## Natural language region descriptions
━━━━━━━━━━━━━━━━━━━━

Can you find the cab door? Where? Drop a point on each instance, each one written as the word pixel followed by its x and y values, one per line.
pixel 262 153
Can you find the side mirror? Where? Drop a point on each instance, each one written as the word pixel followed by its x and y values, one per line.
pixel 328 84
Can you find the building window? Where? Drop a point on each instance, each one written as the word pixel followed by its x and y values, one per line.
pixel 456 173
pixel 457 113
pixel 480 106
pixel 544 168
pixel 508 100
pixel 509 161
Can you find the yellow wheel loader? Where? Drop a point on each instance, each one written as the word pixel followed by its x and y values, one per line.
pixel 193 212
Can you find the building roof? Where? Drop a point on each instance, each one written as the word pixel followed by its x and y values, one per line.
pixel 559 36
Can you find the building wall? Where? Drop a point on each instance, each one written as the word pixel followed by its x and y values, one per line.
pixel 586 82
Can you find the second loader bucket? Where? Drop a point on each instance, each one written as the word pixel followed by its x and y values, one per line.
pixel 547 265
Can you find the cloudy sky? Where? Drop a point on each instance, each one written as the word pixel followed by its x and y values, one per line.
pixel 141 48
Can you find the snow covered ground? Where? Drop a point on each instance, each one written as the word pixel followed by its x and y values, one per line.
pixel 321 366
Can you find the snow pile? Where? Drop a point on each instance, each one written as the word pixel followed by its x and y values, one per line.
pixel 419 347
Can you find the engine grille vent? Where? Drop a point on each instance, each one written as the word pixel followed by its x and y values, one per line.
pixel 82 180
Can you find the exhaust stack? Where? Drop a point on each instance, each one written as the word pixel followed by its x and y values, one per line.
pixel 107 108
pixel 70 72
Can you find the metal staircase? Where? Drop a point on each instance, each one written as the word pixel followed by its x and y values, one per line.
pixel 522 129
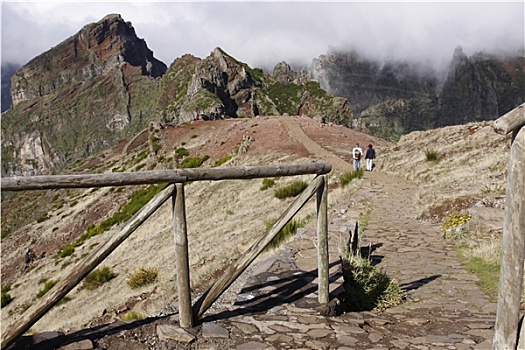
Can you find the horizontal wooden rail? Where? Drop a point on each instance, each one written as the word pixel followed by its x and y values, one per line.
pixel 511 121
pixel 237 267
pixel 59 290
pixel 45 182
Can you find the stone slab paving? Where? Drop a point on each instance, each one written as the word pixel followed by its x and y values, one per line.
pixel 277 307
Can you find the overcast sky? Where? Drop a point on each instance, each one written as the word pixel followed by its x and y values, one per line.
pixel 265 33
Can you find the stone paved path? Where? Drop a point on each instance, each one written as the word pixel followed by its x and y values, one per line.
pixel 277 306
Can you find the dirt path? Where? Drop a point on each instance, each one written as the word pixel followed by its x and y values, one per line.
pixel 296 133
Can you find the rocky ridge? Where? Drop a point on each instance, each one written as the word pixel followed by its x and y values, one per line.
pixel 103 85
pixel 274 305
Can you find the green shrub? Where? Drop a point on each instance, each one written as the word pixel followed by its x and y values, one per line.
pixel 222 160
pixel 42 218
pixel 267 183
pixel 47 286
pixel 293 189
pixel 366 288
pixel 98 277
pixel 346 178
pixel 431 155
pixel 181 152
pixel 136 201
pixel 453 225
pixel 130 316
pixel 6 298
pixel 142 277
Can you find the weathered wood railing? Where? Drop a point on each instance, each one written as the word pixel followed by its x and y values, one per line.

━━━━━━━━━━━━━━━━━━━━

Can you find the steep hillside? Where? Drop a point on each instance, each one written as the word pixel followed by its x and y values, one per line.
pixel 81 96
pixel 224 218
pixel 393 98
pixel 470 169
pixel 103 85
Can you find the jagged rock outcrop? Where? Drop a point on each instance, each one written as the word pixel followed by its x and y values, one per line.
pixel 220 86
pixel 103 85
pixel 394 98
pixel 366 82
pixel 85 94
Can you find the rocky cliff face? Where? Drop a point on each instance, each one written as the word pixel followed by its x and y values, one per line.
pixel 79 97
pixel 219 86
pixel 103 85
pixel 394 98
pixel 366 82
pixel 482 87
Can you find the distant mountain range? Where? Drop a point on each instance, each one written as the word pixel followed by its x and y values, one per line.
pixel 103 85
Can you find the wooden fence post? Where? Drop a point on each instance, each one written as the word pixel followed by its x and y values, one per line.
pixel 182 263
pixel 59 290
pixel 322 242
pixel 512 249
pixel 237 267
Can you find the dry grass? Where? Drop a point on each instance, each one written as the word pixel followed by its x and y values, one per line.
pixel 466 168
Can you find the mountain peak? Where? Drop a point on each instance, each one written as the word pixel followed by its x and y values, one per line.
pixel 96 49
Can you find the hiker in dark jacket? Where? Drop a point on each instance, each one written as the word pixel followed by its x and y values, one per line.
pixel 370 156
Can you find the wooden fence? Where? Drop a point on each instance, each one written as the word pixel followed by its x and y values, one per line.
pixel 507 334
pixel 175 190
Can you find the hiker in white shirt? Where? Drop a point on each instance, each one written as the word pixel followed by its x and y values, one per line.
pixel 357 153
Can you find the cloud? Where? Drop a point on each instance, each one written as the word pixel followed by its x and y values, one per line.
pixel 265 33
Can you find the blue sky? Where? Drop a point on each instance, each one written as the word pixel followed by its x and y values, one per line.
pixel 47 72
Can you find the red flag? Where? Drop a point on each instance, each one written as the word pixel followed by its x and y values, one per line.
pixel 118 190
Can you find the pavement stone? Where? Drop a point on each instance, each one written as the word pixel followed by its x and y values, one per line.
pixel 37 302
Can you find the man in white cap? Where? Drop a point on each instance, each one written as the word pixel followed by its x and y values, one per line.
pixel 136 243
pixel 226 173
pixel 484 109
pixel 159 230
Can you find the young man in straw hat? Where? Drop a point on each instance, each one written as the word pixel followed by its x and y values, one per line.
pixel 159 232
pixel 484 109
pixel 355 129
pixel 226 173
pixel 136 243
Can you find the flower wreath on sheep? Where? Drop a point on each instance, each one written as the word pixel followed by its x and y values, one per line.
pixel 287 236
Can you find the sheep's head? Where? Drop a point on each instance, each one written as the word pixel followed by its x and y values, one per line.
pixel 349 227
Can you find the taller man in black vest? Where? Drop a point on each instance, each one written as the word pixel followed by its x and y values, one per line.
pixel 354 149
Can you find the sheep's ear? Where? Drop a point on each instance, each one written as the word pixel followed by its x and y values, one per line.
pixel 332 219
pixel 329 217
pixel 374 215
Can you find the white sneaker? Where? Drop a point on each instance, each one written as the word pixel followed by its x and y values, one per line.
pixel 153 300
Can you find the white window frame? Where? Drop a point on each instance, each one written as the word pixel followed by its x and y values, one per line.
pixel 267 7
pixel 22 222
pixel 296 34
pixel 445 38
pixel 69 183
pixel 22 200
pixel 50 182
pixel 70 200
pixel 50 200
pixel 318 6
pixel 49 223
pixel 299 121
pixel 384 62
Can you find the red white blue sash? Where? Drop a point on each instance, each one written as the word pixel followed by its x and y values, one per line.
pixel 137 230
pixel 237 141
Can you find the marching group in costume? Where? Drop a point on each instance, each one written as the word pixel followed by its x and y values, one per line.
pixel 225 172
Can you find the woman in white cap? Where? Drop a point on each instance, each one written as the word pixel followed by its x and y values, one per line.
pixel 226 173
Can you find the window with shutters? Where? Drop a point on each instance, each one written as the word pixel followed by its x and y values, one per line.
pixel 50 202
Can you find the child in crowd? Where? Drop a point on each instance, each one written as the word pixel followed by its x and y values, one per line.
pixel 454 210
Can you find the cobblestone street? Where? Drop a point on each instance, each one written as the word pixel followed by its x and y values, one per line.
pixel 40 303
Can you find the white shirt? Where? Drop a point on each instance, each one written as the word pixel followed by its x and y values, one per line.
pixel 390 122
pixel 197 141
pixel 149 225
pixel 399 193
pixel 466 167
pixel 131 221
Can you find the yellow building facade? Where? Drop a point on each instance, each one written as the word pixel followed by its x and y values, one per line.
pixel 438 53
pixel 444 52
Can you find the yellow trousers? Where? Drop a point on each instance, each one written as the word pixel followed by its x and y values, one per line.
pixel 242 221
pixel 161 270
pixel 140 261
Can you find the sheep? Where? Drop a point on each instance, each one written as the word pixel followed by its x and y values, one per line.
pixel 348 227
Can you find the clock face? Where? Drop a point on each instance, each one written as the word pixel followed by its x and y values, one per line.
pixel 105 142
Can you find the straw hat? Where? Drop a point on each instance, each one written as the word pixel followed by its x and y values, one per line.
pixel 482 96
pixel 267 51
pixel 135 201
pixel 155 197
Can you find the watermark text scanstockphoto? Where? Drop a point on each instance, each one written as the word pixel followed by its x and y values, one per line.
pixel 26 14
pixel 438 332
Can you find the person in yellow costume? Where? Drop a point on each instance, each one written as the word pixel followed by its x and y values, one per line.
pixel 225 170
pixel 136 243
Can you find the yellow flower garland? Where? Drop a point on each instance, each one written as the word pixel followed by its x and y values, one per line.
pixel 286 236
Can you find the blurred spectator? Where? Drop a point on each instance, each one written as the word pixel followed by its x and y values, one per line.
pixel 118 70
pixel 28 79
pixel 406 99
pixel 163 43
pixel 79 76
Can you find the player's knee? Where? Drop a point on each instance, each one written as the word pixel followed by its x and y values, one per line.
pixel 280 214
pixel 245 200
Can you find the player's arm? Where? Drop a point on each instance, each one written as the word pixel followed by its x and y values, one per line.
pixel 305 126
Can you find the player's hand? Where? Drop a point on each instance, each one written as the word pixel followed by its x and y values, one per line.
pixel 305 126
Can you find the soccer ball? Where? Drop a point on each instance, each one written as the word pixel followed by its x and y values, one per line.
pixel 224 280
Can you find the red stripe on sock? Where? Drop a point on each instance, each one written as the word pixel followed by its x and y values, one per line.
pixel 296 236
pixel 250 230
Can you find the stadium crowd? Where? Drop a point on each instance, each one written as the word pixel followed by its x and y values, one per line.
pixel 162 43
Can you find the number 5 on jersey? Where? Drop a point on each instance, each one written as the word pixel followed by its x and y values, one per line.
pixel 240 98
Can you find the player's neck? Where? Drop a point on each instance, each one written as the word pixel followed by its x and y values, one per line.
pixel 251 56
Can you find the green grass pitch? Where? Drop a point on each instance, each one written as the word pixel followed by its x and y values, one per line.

━━━━━━━━━━━━━━━━━━━━

## Instructions to follow
Given the records above, restate word for word only the lines starting at the one with "Can you find the green shrub?" and ending at the one with "Can you find the weathered".

## Solution for this problem
Can you find the green shrub? Where? Drop a point on each instance, each one written as the word pixel followed by its x and y values, one per line.
pixel 222 160
pixel 42 218
pixel 267 183
pixel 47 286
pixel 293 189
pixel 366 288
pixel 98 277
pixel 346 178
pixel 431 155
pixel 181 152
pixel 136 201
pixel 453 225
pixel 130 316
pixel 6 298
pixel 142 277
Can you find the weathered wood railing? Where? Drop a point on each instance, each one written as the word pixel followed by its x and y values, one per line.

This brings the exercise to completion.